[Opening Extract section]

Iowa's corporate tax found discriminatory to foreign commerce.

WASHINGTON -- The Supreme Court yesterday invalidated Iowa's corporate income tax because the levy unconstitutionally discriminates against foreign commerce.

The court's 7-to-2 ruling in Kraft General Foods Inc. v. Iowa Department of Revenue and Finance was hailed by business groups, but could make it more difficult for at least nine other cash-strapped state governments to bolster their treasuries.

"I'm most pleased," said Amy Eisenstadt, tax counsel for the Committee on State Taxation of the Council of State Chambers of Commerce. "The ruling calls into question the tax systems of a number of states."

Iowa's business tax piggybacks on the federal tax code's definition of "net income." Consequently, the state allows corporations to take deductions for dividends received from domestic subsidiaries, but does not allow deductions for dividends paid by foreign subsidiaries.

Five states in addition to Iowa include foreign subsidiary dividends in their tax bases while excluding dividends from domestic subsidiries. Four other states allow partial exemptions for foreign subsidiary dividends that are less than those allowed for domestic subsidiaries.

"We're disappointed," said Carl Castelda, deputy director for the Iowa Department of Revenue.

Mr. Castelda said the state stands to lose $8 million a year in revenues as a result of the decision.

He said the state's legal counsel will analyze the case to determine whether the state is required to pay $20 million to $25 million in tax refunds to businesses in accordance with a three-year statute of limitations.

The Supreme Court ruling came as a blow to the state, which is in the midst of a stalemate between Gov. Terry Branstad and legislators over resolution of the fiscal 1993 budget.

State Treasurer Michael Fitzgerald said the loss of $8 million will increase the state's $338 million deficit as measured on a generally accepted accounting principles basis.

"On a budget basis, there is certainly no room to spare. It continues to add to financial crisis in our state," Mr. Fitzgerald said.

Earlier this month, the governor balanced the state's $3.47 billion budget with line-item vetoes of $391 million in spending, including $276 million for Medicaid programs. The governor is expected to call a special session to ensure funding for Medicaid and other programs before July 1 the start of fiscal 1993.

The budget logjam also has held up a $400 million tax anticipation note issue that had been scheduled to be sold July 1 to finance school aid payments and other expenditures.

The scramble to balance the budget began when Gov. Branstad vetoed a one-cent sales tax increase that would have generated an estimated $272 million in fiscal 1993 and enabled the state to set aside $60 million for reducing its $338 million GAAP deficit.

[Closing Extract section]

### Problems to work on:
(1) According to the article on the Iowa corporate tax ruling, how much annual revenue does the state expect to lose because of the decision?
(2) Write the next few paragraphs of the news article on the Supreme Court's Iowa corporate tax ruling, starting after its last sentence.

[Opening Dataset section]

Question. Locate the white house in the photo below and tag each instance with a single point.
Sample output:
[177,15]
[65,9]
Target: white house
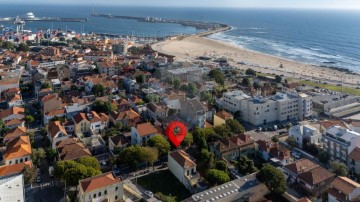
[343,189]
[105,187]
[184,169]
[142,132]
[339,142]
[56,133]
[12,188]
[306,133]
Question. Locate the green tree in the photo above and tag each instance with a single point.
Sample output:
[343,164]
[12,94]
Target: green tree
[72,172]
[98,90]
[218,76]
[8,45]
[149,155]
[340,169]
[206,159]
[222,130]
[235,126]
[151,98]
[29,119]
[250,72]
[29,174]
[159,142]
[273,178]
[89,162]
[256,85]
[278,79]
[275,139]
[51,155]
[140,79]
[37,155]
[246,166]
[291,141]
[221,165]
[103,107]
[23,47]
[217,177]
[188,140]
[246,81]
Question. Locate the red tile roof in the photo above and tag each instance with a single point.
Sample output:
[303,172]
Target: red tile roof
[316,175]
[183,159]
[98,182]
[355,154]
[300,166]
[14,168]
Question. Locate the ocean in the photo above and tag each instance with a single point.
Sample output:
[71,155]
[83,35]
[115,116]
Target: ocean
[319,37]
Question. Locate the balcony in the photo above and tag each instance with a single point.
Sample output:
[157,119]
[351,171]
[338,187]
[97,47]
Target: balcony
[193,178]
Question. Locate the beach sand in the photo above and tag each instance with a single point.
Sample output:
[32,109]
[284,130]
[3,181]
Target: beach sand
[189,48]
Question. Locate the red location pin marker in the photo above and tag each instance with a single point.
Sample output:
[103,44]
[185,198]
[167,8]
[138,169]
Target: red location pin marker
[176,132]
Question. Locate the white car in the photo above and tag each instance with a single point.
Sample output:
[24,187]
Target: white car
[149,194]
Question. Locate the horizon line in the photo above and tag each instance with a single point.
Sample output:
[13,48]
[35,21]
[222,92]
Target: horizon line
[182,6]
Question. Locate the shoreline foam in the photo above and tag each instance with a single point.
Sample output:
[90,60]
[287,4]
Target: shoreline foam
[188,48]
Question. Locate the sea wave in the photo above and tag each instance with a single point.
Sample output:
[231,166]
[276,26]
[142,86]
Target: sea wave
[311,55]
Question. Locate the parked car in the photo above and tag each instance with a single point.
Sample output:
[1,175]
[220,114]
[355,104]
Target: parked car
[149,194]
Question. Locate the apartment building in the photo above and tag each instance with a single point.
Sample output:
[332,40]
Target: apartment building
[339,142]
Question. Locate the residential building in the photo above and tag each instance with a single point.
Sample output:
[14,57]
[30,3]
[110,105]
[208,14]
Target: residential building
[193,112]
[51,102]
[82,124]
[231,100]
[184,169]
[156,111]
[117,143]
[71,149]
[315,181]
[354,161]
[343,189]
[129,117]
[17,150]
[233,147]
[105,187]
[12,188]
[339,142]
[221,116]
[270,150]
[14,133]
[56,133]
[173,98]
[142,132]
[12,113]
[292,170]
[279,108]
[305,134]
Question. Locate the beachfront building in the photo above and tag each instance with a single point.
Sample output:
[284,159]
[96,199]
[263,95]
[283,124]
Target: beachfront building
[105,187]
[305,133]
[278,108]
[339,142]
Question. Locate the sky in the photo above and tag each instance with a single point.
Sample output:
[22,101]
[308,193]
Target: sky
[324,4]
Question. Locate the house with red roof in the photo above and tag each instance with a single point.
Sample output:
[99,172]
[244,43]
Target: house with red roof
[104,187]
[142,132]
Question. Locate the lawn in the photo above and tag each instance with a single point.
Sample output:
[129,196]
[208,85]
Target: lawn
[166,183]
[332,87]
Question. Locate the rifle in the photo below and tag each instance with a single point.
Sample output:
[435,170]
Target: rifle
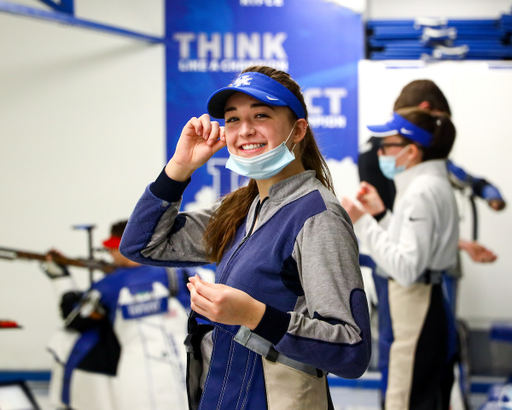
[13,254]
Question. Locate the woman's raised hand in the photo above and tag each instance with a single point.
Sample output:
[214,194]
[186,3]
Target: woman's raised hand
[199,140]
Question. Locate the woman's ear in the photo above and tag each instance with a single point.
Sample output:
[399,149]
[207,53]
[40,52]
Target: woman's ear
[424,105]
[301,127]
[416,154]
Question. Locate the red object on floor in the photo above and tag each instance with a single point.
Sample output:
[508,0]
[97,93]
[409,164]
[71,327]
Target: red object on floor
[8,324]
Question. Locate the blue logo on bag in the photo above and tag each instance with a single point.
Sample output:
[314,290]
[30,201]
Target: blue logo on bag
[147,308]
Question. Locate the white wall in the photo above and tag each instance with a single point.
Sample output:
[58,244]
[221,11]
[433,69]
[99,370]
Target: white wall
[82,133]
[480,97]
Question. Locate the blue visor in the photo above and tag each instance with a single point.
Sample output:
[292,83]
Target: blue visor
[259,86]
[399,125]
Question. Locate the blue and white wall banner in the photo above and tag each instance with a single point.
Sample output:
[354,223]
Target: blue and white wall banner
[319,42]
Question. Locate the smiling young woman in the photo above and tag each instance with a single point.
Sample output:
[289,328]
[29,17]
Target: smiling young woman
[288,304]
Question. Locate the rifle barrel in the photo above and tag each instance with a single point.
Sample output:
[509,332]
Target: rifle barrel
[13,254]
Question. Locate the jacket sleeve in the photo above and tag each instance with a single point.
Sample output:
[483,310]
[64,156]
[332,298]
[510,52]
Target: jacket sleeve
[406,259]
[158,234]
[330,326]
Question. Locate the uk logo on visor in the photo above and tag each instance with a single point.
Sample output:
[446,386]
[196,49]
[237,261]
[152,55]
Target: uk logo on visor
[242,80]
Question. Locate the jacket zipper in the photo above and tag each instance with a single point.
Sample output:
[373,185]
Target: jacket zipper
[246,237]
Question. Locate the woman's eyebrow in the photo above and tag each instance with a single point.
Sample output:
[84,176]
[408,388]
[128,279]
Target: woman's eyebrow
[255,105]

[Closing Dataset section]

### Written responses:
(1) $8 million a year.

(2)
In yesterday's case, Kraft, maker of processed cheese products, unsuccessfully challenged the differential treatment of dividend income in Iowa courts. But yesterday, the Supreme Court said Iowa's statute violates the Constitution's foreign commerce clause.

Justice John Paul Stevens, writing for the court majority, made short shrift of an argument made by lawyers for both Iowa and the United States that Kraft could conduct foreign business through domestic, rather than foreign, subsidiaries to avoid taxation of the dividends. The United States entered the case as a friend-of-the-court on Iowa's behalf.

"Whether or not the suggested methods of tax avoidance would be practical as a business matter, and whether or not they might generate adverse the consequences in other jurisdictions, we do not think that a state can force a taxpayer to conduct its foreign business through a domestic subsidiary in order to avoid discriminatory taxation of foreign commerce," Justice Stevens said.

"We find no authority for the- ... proposition advanced here that a tax that does discriminate against foreign commerce may be upheld if a taxpayer could avoid that discrimination by changing the domicile of the corporations through which it conducts its business," he added. "Our cases suggest the contrary."

Chief Justice William H. Rehnquist, joined by Justice Harry A. Blackmun, dissented, saying that Kraft had failed to show that "no set of circumstances exists under which the act would be valid."

Ferdinand P. Schoettle, a professor at the University of Minnesota Law School, said the ruling provides needed protections to multinational businesses.

"These are hard problems," he said. "The multi-nationals for a variety of reasons have divided themselves into so many units -- with large flows of money between subsidiaries and parents -- that taxation of those flows can get very complicated."